# WORK ORDER
Which lines run from the one containing "the fog over" to the end of the listing? Copy them out exactly, leaving out the rest.
※
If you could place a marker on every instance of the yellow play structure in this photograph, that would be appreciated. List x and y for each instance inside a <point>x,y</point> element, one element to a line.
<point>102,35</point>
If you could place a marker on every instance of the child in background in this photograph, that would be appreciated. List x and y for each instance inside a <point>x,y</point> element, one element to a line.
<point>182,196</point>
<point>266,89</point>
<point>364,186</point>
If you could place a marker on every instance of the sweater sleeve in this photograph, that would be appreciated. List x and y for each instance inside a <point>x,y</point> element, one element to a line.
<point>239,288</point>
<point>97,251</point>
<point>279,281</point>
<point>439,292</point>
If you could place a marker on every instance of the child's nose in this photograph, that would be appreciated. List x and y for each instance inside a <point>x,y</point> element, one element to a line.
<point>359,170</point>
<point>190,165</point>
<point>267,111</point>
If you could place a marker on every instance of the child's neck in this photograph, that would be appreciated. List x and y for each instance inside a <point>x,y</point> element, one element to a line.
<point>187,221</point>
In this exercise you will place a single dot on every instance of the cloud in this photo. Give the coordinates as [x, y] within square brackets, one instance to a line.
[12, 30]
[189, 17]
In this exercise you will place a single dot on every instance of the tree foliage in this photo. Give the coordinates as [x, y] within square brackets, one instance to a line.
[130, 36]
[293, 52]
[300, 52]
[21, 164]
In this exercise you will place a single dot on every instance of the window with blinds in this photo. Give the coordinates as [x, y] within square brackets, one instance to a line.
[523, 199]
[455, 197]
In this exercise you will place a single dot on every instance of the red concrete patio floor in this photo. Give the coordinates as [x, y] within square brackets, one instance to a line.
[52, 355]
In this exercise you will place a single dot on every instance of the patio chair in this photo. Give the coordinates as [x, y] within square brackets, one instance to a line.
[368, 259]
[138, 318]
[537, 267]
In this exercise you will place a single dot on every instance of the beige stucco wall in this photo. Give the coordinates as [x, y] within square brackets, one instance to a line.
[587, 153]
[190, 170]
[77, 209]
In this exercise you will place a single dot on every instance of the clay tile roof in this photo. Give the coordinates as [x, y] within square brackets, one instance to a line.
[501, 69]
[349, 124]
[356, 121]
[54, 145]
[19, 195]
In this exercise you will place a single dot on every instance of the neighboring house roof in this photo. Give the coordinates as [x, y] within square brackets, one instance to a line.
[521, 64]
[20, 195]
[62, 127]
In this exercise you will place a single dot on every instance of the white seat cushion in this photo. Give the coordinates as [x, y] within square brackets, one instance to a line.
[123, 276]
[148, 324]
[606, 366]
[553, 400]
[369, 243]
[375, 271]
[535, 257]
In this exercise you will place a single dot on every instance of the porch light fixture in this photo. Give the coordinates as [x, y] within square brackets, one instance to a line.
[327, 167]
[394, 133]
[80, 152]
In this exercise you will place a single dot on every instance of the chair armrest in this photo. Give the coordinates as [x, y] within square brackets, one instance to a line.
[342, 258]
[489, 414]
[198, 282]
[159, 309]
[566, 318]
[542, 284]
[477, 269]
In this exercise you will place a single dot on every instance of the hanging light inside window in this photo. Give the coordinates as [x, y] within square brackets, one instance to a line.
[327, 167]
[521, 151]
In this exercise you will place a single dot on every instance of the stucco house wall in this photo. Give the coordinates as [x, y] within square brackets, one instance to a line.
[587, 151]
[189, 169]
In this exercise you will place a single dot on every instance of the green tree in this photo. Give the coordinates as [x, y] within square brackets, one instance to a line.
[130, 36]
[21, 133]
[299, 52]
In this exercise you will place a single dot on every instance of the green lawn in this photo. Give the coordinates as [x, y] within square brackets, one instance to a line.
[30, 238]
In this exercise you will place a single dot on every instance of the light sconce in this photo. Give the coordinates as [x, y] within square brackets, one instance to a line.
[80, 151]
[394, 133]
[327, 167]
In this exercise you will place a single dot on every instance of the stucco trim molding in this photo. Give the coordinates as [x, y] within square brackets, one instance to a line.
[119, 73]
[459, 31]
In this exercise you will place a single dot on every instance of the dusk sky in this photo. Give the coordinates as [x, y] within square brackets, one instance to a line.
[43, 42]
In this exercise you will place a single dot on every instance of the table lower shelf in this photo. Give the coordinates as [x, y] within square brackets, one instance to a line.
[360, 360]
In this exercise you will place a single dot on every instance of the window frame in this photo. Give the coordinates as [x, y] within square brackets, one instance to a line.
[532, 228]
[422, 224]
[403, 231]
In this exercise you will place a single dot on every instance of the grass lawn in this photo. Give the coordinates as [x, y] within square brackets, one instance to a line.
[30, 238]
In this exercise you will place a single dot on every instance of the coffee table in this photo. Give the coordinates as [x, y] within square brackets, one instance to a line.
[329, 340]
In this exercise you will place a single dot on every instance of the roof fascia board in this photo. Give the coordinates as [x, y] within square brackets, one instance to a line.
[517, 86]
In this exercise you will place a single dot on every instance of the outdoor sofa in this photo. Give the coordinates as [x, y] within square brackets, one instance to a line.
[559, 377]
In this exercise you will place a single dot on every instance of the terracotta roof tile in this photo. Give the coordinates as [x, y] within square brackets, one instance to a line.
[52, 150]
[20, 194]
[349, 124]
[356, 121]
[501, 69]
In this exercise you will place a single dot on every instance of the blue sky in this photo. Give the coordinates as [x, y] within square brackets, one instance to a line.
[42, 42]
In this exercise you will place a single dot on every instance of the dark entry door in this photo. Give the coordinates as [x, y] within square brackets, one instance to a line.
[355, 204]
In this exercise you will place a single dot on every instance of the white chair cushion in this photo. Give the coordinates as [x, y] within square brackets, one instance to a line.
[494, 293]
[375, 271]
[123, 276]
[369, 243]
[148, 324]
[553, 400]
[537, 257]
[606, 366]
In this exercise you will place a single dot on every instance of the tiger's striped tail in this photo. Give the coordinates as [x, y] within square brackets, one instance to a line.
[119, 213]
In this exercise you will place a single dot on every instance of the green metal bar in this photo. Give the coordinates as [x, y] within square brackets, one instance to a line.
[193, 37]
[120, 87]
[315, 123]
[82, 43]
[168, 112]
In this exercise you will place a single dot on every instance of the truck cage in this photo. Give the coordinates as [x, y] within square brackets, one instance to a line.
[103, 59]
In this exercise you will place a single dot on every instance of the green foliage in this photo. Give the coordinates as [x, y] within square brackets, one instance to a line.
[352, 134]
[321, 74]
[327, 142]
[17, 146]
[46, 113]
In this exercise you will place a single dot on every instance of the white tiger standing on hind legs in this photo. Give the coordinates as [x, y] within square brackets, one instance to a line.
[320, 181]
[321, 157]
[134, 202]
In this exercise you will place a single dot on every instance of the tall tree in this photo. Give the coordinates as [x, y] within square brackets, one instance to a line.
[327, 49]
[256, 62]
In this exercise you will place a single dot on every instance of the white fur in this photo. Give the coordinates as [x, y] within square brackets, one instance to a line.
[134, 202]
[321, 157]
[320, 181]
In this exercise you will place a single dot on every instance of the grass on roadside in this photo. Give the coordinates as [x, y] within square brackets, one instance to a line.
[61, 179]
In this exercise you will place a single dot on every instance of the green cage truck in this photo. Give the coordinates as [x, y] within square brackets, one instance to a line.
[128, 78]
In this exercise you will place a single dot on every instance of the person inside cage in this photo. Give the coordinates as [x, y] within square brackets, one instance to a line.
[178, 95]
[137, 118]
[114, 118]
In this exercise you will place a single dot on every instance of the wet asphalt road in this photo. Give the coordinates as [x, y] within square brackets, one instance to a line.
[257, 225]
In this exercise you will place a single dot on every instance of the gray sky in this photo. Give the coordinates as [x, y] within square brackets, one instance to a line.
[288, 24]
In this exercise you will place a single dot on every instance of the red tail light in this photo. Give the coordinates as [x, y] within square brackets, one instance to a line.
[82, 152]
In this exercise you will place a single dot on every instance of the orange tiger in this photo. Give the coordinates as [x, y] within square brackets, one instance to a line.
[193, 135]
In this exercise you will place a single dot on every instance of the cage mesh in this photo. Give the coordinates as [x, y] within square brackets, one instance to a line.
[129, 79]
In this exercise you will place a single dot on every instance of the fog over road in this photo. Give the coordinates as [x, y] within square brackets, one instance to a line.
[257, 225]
※
# SOLVED PROBLEM
In this exercise you will place a single dot on every instance of the fog over road in this photo. Give the coordinates as [x, y] within square brackets, one instance to a line.
[257, 225]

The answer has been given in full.